» **DOCUMENT TEXT**
━━━━━━━━━━

At a stated term of the United States Court of Appeals for the Second Circuit, held at the Thurgood Marshall United States Courthouse, 40 Foley Square, in the City of New York, on the 2nd day of October, two thousand twenty-four.

PRESENT: REENA RAGGI, RICHARD C. WESLEY, RAYMOND J. LOHIER, JR., Circuit Judges. ------------------------------------------------------------------ UNITED STATES OF AMERICA, Appellee, v. No. 23-6385-cr ALTON BARNES, AKA SEALED DEFENDANT 1, Defendant-Appellant. ------------------------------------------------------------------ FOR APPELLEE: EDWARD C. ROBINSON JR., Assistant United States Attorney (David Abramowicz, Assistant United States Attorney, on the brief), for Damian Williams, United States Attorney for the Southern District of New York, New York, NY FOR DEFENDANT-APPELLANT: IAN H. MARCUS AMELKIN, Federal Defenders of New York, Inc., Appeals Bureau, New York, NY Appeal from a judgment of the United States District Court for the Southern District of New York (Edgardo Ramos, Judge).

UPON DUE CONSIDERATION, IT IS HEREBY ORDERED, ADJUDGED, AND DECREED that the judgment of the District Court is AFFIRMED.

Defendant-Appellant Alton Barnes appeals from a judgment of conviction entered on April 18, 2023, in the United States District Court for the Southern District of New York (Ramos, J.), after a bench trial at which he was found guilty of one count of possessing a firearm after having been convicted of a felony, in violation of 18 U.S.C. § 922(g)(1). On appeal, Barnes argues that the District Court erred in denying his motion to suppress the gun seized during his arrest without an evidentiary hearing. We assume the parties’ familiarity with the

underlying facts and the record of prior proceedings, to which we refer only as necessary to explain our decision to affirm.

━━━━━━━━━━

» **ENTRIES PROVIDED**
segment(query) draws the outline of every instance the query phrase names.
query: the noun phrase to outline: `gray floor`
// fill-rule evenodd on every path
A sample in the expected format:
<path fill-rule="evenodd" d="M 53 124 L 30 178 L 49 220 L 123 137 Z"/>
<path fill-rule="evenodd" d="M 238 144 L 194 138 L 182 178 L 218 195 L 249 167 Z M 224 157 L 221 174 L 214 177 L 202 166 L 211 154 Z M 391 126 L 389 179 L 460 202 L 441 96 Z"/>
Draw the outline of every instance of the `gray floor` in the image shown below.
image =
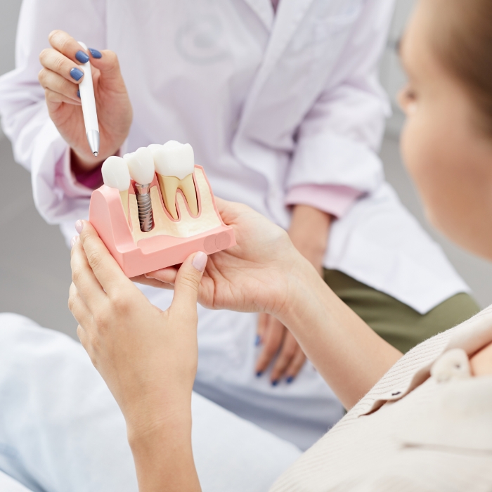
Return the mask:
<path fill-rule="evenodd" d="M 394 138 L 385 138 L 381 155 L 388 180 L 403 203 L 425 223 Z M 46 224 L 37 213 L 31 194 L 30 175 L 15 164 L 10 143 L 3 136 L 0 136 L 0 169 L 4 183 L 0 202 L 0 311 L 20 313 L 76 337 L 77 324 L 67 308 L 69 251 L 58 227 Z M 492 266 L 460 250 L 428 228 L 473 288 L 480 304 L 492 302 L 488 287 Z"/>
<path fill-rule="evenodd" d="M 0 311 L 32 318 L 43 326 L 77 337 L 67 307 L 70 252 L 56 226 L 34 207 L 30 174 L 13 161 L 10 142 L 0 132 Z"/>

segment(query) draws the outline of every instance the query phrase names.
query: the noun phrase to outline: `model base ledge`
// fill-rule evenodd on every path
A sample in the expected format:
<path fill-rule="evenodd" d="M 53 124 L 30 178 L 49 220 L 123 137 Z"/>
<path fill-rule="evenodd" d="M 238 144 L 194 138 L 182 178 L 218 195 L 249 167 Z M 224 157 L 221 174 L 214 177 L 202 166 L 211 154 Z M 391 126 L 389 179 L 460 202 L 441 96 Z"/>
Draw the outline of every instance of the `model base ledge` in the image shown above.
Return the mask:
<path fill-rule="evenodd" d="M 154 179 L 151 188 L 155 188 L 153 197 L 155 221 L 154 228 L 148 233 L 140 231 L 133 183 L 129 189 L 128 203 L 124 205 L 119 191 L 115 188 L 103 185 L 93 192 L 89 221 L 127 277 L 179 264 L 198 251 L 211 254 L 235 245 L 232 228 L 222 221 L 209 183 L 200 166 L 195 166 L 194 179 L 199 214 L 196 217 L 191 216 L 183 197 L 178 193 L 178 221 L 174 221 L 167 212 L 157 179 Z M 181 221 L 187 228 L 184 233 L 183 228 L 180 231 L 179 227 Z M 207 228 L 207 224 L 215 226 L 200 231 L 204 227 Z M 190 235 L 186 233 L 193 230 L 200 232 Z M 166 233 L 169 231 L 172 233 Z M 180 233 L 188 237 L 179 237 Z"/>

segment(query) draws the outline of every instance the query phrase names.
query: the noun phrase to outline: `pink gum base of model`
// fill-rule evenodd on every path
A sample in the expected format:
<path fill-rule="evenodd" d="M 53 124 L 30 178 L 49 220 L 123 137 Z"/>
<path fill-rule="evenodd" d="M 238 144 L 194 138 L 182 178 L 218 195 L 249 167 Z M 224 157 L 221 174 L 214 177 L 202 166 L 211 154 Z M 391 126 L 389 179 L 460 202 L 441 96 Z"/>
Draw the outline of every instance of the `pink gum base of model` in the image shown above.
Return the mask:
<path fill-rule="evenodd" d="M 195 167 L 202 169 L 200 166 Z M 205 179 L 207 180 L 206 176 Z M 208 180 L 207 184 L 210 188 Z M 160 195 L 155 175 L 150 186 L 152 188 L 154 186 L 157 187 Z M 129 190 L 130 193 L 133 191 L 131 188 Z M 212 188 L 210 190 L 212 193 Z M 162 195 L 160 199 L 162 201 Z M 200 200 L 199 195 L 198 199 Z M 119 191 L 105 185 L 92 193 L 89 220 L 124 274 L 127 277 L 136 277 L 183 263 L 190 254 L 198 251 L 211 254 L 235 245 L 232 228 L 224 224 L 215 205 L 213 193 L 212 199 L 215 212 L 222 225 L 189 238 L 176 238 L 162 234 L 141 240 L 138 241 L 139 245 L 135 244 L 123 210 Z M 201 207 L 199 203 L 200 210 Z M 200 220 L 200 215 L 196 220 Z"/>

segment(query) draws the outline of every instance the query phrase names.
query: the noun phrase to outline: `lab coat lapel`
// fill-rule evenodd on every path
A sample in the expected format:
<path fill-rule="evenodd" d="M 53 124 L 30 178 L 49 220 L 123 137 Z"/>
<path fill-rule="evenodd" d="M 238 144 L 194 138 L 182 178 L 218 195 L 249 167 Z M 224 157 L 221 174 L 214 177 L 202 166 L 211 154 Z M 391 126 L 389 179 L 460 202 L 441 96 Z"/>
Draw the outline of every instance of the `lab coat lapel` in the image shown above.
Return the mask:
<path fill-rule="evenodd" d="M 270 32 L 273 25 L 273 8 L 271 0 L 244 0 L 244 2 L 258 15 Z"/>
<path fill-rule="evenodd" d="M 245 0 L 250 5 L 258 0 Z M 314 0 L 280 0 L 270 41 L 250 95 L 245 103 L 241 124 L 247 119 L 254 108 L 261 86 L 268 78 L 276 62 L 280 57 L 289 41 L 294 34 L 306 13 Z"/>
<path fill-rule="evenodd" d="M 266 73 L 278 60 L 314 0 L 280 0 L 273 30 L 265 53 L 262 70 Z M 260 70 L 261 72 L 261 70 Z"/>
<path fill-rule="evenodd" d="M 314 1 L 280 0 L 263 62 L 252 84 L 249 96 L 245 101 L 238 131 L 233 142 L 233 148 L 236 151 L 238 157 L 251 169 L 265 176 L 268 176 L 269 181 L 273 179 L 273 176 L 268 175 L 273 172 L 274 166 L 272 164 L 269 167 L 264 160 L 256 158 L 255 153 L 252 148 L 252 143 L 248 142 L 247 138 L 245 138 L 246 136 L 244 131 L 250 122 L 251 115 L 254 115 L 254 107 L 258 102 L 265 81 L 271 75 L 276 63 L 282 56 Z M 245 0 L 245 1 L 252 5 L 256 2 L 256 0 Z M 264 153 L 261 153 L 264 158 Z"/>

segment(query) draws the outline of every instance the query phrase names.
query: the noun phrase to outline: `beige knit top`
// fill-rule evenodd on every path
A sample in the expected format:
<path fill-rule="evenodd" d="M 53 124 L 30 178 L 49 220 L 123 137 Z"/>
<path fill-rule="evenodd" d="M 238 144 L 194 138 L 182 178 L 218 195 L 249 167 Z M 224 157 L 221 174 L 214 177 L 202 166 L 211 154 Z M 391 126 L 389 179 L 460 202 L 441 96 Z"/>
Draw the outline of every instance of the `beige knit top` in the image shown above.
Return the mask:
<path fill-rule="evenodd" d="M 492 306 L 400 359 L 271 492 L 492 491 Z"/>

━━━━━━━━━━

» **WHAT IS NEEDED**
Pick up the appeals court order in the Barnes firearm case after its last sentence and write what comes next.

» **EXERCISE RESPONSE**
I. Request for an Evidentiary Hearing Barnes contends that an evidentiary hearing was required to determine whether to deny his motion to suppress the gun recovered from his backpack. “[A]n evidentiary hearing on a motion to suppress ordinarily is required if the moving papers are sufficiently definite, specific, detailed, and nonconjectural to enable the court to conclude that contested issues of fact going to the validity of the search are in question.” United States v. Pena, 961 F.2d 333, 339 (2d Cir. 1992) (quotation marks and citation omitted). We review the District Court’s decision not to hold an evidentiary hearing for abuse of discretion. United States v. Finley, 245 F.3d 199, 203 (2d Cir. 2001).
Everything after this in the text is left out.